Exercise - Make an exact copy of the records, with the pictures left out.

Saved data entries
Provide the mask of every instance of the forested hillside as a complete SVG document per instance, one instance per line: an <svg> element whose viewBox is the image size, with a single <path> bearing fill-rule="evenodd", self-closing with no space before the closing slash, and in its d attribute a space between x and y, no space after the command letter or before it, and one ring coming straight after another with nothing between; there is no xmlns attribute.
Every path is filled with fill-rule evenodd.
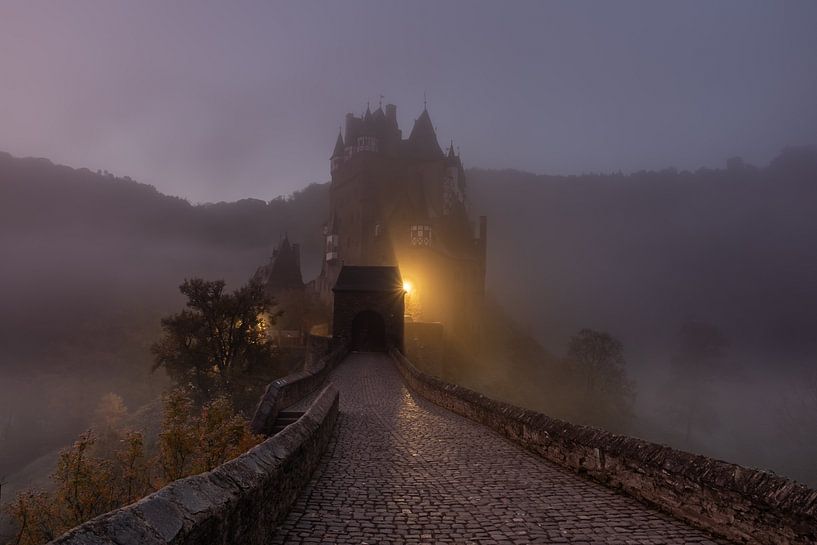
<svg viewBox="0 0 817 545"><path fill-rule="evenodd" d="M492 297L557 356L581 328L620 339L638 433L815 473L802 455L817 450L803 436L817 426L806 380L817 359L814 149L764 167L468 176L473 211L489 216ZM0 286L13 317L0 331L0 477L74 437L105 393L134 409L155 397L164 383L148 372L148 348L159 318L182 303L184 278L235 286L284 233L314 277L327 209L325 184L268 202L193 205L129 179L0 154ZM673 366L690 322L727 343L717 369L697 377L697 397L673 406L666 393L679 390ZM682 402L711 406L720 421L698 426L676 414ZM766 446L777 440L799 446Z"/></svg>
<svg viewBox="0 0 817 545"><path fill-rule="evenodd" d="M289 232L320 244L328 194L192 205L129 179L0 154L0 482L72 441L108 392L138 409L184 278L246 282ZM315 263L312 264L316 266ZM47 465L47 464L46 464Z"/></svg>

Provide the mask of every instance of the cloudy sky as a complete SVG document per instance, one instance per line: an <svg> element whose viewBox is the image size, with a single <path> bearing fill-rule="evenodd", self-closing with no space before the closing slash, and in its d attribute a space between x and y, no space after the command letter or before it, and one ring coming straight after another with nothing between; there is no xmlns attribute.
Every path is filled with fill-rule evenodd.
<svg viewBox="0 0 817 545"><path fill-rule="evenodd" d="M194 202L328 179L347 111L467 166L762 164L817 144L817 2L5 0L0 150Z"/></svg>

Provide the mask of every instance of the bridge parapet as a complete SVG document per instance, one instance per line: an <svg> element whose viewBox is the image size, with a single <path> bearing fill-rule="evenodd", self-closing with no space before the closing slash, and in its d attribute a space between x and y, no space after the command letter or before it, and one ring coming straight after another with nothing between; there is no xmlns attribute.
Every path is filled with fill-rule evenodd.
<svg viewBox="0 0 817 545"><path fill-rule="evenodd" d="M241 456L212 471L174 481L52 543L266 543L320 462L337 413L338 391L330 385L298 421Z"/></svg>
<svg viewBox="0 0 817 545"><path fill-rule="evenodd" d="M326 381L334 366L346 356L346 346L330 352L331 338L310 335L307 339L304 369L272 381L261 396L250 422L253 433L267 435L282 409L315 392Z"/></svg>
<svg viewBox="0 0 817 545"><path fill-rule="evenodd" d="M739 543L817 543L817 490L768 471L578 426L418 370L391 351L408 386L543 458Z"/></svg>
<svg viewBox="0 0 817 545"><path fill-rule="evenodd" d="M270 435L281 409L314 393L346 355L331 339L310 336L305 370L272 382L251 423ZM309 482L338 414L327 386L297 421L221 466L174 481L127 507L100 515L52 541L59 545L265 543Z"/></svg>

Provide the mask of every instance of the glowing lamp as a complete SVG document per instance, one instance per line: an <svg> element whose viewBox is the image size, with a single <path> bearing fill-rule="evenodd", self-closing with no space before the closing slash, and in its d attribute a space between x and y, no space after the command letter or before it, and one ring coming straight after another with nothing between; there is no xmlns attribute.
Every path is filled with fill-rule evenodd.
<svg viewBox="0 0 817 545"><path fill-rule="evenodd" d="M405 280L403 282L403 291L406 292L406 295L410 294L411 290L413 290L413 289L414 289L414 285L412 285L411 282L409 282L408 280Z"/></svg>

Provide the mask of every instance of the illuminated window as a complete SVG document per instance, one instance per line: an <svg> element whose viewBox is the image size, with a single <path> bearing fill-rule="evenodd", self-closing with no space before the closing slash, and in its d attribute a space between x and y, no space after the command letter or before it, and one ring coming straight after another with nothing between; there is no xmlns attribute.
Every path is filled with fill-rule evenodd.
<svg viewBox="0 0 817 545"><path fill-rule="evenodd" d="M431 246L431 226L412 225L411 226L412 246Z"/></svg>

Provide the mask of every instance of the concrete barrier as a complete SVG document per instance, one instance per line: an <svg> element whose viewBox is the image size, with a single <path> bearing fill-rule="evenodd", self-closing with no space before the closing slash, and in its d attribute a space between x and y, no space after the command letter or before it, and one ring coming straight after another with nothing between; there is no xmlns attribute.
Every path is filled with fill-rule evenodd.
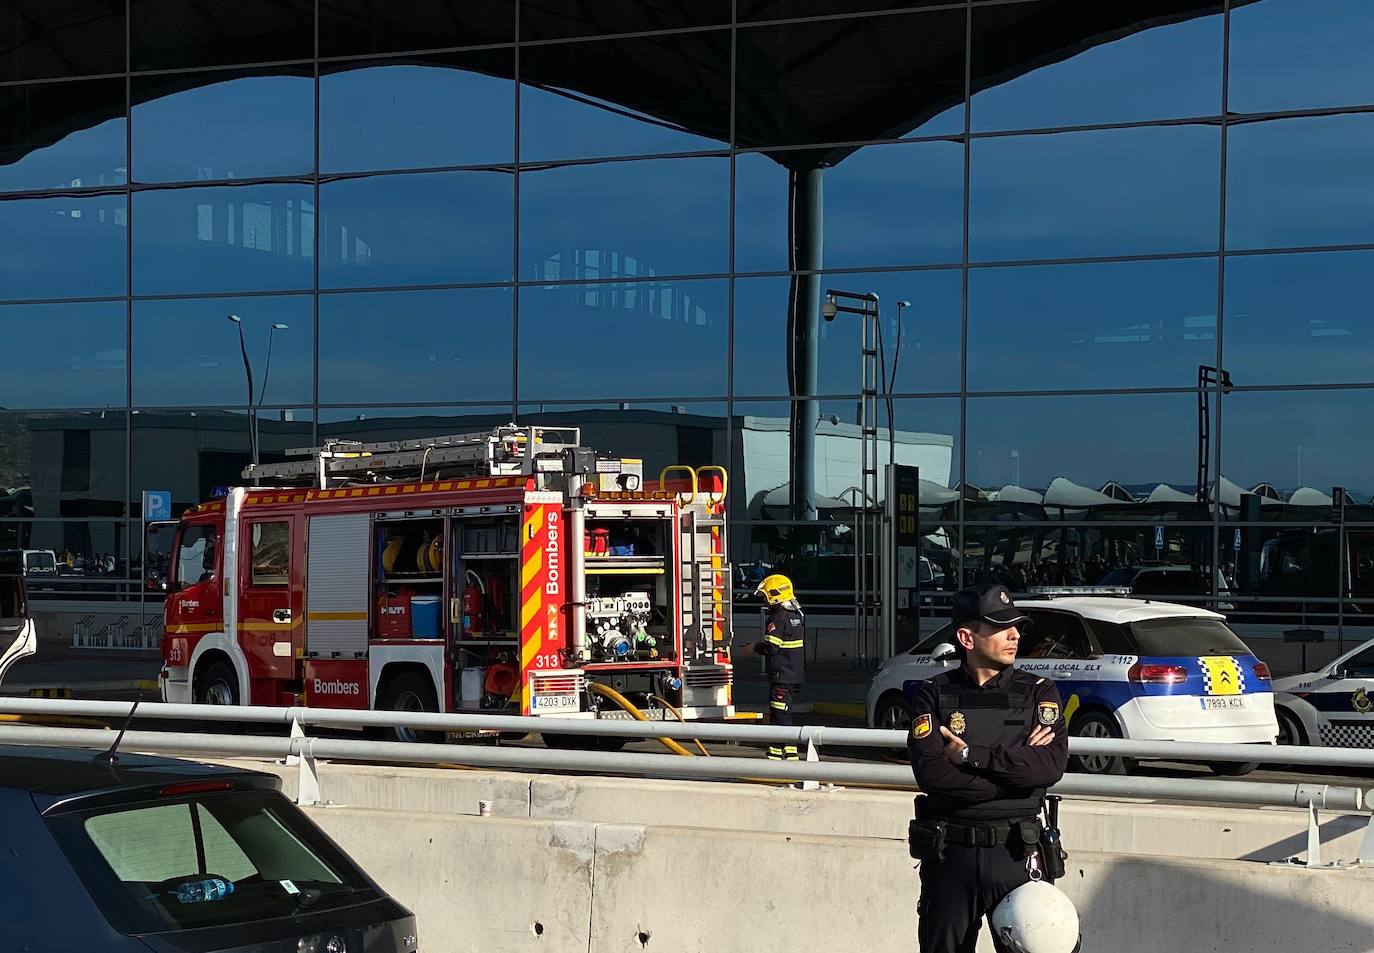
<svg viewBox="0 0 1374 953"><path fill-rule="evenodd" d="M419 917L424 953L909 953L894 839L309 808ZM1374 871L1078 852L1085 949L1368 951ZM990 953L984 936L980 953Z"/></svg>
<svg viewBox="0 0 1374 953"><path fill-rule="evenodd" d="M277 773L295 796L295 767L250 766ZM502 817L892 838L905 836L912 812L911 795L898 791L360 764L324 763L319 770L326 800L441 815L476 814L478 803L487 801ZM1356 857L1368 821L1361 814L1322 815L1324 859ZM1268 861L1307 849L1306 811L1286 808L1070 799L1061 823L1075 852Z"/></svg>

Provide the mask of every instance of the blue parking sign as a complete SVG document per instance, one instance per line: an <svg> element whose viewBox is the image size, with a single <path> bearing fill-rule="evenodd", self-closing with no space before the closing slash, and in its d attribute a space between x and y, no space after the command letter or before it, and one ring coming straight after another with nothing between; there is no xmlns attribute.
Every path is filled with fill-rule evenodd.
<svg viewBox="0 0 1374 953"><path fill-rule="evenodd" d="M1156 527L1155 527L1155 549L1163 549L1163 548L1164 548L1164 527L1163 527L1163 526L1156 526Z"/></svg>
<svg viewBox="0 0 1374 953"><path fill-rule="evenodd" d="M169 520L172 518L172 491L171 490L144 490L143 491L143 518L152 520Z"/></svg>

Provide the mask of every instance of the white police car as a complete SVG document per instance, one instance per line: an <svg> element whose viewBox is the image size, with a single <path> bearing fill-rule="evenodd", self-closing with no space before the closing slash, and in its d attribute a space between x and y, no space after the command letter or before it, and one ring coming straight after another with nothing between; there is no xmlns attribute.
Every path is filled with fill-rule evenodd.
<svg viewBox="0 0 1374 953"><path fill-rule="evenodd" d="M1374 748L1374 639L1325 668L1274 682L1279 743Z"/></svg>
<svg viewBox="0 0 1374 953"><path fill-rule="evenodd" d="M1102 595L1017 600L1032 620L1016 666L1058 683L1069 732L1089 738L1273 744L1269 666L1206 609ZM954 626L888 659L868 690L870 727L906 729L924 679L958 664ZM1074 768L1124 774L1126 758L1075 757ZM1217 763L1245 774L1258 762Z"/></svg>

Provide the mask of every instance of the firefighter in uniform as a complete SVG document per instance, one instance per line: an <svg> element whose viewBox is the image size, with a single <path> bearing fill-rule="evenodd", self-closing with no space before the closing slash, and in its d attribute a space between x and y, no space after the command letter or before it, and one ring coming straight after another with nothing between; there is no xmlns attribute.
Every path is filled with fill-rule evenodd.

Exercise solution -
Provide the mask of every instance of the forested hillside as a complete SVG document per instance, one instance per line: an <svg> element whose viewBox is the image size, with a single <path> bearing fill-rule="evenodd", self-closing with no space before the closing slash, and in its d attribute a space between x and y, no space after the command letter or before it, and one ring coming straight after another with nothing between; there is no xmlns attribute.
Every path is filled with fill-rule evenodd.
<svg viewBox="0 0 817 545"><path fill-rule="evenodd" d="M492 297L557 356L581 328L620 339L638 433L815 473L802 455L817 450L803 436L817 426L806 380L817 359L814 149L764 167L468 176L473 211L489 216ZM0 286L13 317L0 331L0 477L74 437L105 393L134 409L155 397L164 383L148 372L148 348L159 318L182 303L184 278L235 286L284 233L314 277L327 209L325 184L268 202L193 205L129 179L0 154ZM673 366L690 322L727 343L717 369L697 377L697 397L673 406L666 393L679 390ZM682 402L711 406L720 421L698 426L676 414ZM766 446L777 440L799 446Z"/></svg>
<svg viewBox="0 0 817 545"><path fill-rule="evenodd" d="M289 232L320 244L328 194L192 205L129 179L0 154L0 482L72 441L108 392L138 409L184 278L246 282ZM315 263L312 264L316 266ZM47 465L47 464L46 464Z"/></svg>

Provide the mask of every instance of the cloudy sky as a complete SVG document per instance, one instance per line: an <svg> element whose viewBox is the image size, with a single <path> bearing fill-rule="evenodd", self-closing with no space before the closing slash, and in its d attribute a space between x and y, no space after the command letter or before it, and one ring coming straight after another with nothing between; there is no xmlns attribute.
Every path is filled with fill-rule evenodd.
<svg viewBox="0 0 817 545"><path fill-rule="evenodd" d="M194 202L328 179L347 111L467 166L762 164L817 144L817 2L5 0L0 150Z"/></svg>

Provide the mask of every instance of the bridge parapet as a complete SVG document per instance, one instance per line: an <svg> element whose viewBox is the image size, with a single <path> bearing fill-rule="evenodd", self-closing with no space before the closing slash, and in its d attribute a space between x and y, no space after the command letter or before it, and one ring coming straight after another with nothing between; there is no xmlns attribute.
Every path is filled with fill-rule evenodd.
<svg viewBox="0 0 817 545"><path fill-rule="evenodd" d="M241 456L212 471L174 481L52 543L266 543L320 462L337 413L338 391L330 385L298 421Z"/></svg>
<svg viewBox="0 0 817 545"><path fill-rule="evenodd" d="M326 381L334 366L346 356L346 346L330 352L331 338L310 335L307 339L304 369L272 381L261 396L250 422L253 433L267 435L282 409L315 392Z"/></svg>
<svg viewBox="0 0 817 545"><path fill-rule="evenodd" d="M739 543L817 543L817 490L768 471L578 426L418 370L391 351L408 386L543 458Z"/></svg>
<svg viewBox="0 0 817 545"><path fill-rule="evenodd" d="M270 435L281 409L314 393L346 355L331 339L310 336L305 370L272 382L251 423ZM309 482L338 414L327 386L297 421L221 466L174 481L127 507L100 515L52 541L59 545L265 543Z"/></svg>

Provide the mask of every instance of the glowing lamp as a complete SVG document per instance, one instance per line: an <svg> element whose viewBox is the image size, with a single <path> bearing fill-rule="evenodd", self-closing with no space before the closing slash, and in its d attribute a space between x and y, no space after the command letter or before it, and one ring coming straight after another with nothing between; there is no xmlns attribute.
Every path is filled with fill-rule evenodd.
<svg viewBox="0 0 817 545"><path fill-rule="evenodd" d="M405 280L403 282L403 291L406 292L406 295L410 294L411 290L413 290L413 289L414 289L414 285L412 285L411 282L409 282L408 280Z"/></svg>

Provide the mask of every instance of the illuminated window as a complete SVG document per instance, one instance per line: an <svg> element whose viewBox is the image size, with a single <path> bearing fill-rule="evenodd", self-closing with no space before the closing slash, and in its d attribute a space between x and y, no space after the command letter or before it, and one ring coming straight after another with nothing between; there is no xmlns attribute.
Every path is filled with fill-rule evenodd.
<svg viewBox="0 0 817 545"><path fill-rule="evenodd" d="M431 246L431 226L412 225L411 226L412 246Z"/></svg>

Provide the mask of every instance of the concrete barrier as a complete SVG document per instance, one instance per line: an <svg> element whose viewBox is the image size, with a single <path> bearing fill-rule="evenodd", self-closing with no space before the closing slash, and in its d attribute a space between x and y, no space after the command letter or before it, and one ring coming straight after another with nothing between; there is no xmlns attribute.
Every path is filled with fill-rule evenodd.
<svg viewBox="0 0 1374 953"><path fill-rule="evenodd" d="M419 917L424 953L909 953L894 839L309 808ZM1374 871L1078 852L1085 949L1368 951ZM990 953L984 936L980 953Z"/></svg>
<svg viewBox="0 0 1374 953"><path fill-rule="evenodd" d="M277 773L295 796L295 767L250 766ZM502 817L892 838L905 836L912 812L911 795L898 791L360 764L324 763L319 770L326 800L441 815L476 814L478 803L487 801ZM1356 857L1368 821L1361 814L1322 815L1324 859ZM1268 861L1307 849L1306 811L1286 808L1070 799L1061 823L1075 852Z"/></svg>

Provide the mask of every instance of the blue parking sign as a complete SVG document per instance, one instance per line: an <svg> element whose viewBox is the image size, with a single <path> bearing fill-rule="evenodd", self-closing with no space before the closing slash, and in its d attribute a space between x and y, no space after the command letter or before it, and one ring coming straight after another with nothing between; there is no xmlns attribute.
Every path is filled with fill-rule evenodd.
<svg viewBox="0 0 1374 953"><path fill-rule="evenodd" d="M1156 527L1155 527L1155 549L1163 549L1163 548L1164 548L1164 527L1163 527L1163 526L1156 526Z"/></svg>
<svg viewBox="0 0 1374 953"><path fill-rule="evenodd" d="M169 520L172 518L172 491L171 490L144 490L143 491L143 518L152 520Z"/></svg>

Provide the mask of every instance of the white police car as a complete SVG document per instance, one instance per line: an <svg> element whose viewBox is the image size, with a single <path> bearing fill-rule="evenodd", self-closing with no space before the closing slash, and in its d attribute a space between x and y, no space after the command letter or before it, and one ring coming straight after another with nothing between; there is no xmlns attribute.
Every path is filled with fill-rule evenodd.
<svg viewBox="0 0 1374 953"><path fill-rule="evenodd" d="M1374 748L1374 639L1325 668L1274 682L1279 743Z"/></svg>
<svg viewBox="0 0 1374 953"><path fill-rule="evenodd" d="M1102 595L1017 600L1032 620L1016 666L1058 683L1069 732L1089 738L1273 744L1269 666L1206 609ZM954 626L888 659L868 690L870 727L906 729L924 679L958 664ZM1074 768L1124 774L1126 758L1075 757ZM1217 763L1245 774L1258 762Z"/></svg>

Provide the mask of every instance of the firefighter in uniform as a complete SVG document per instance, one instance per line: an <svg> element whose viewBox is the image size, with a single <path> bearing fill-rule="evenodd", self-closing with no space before the closing slash, and in its d attribute a space between x and y, no space after the command letter or before it, and one ring coming straight after another with nothing between; there is no xmlns attribute.
Every path is filled with fill-rule evenodd.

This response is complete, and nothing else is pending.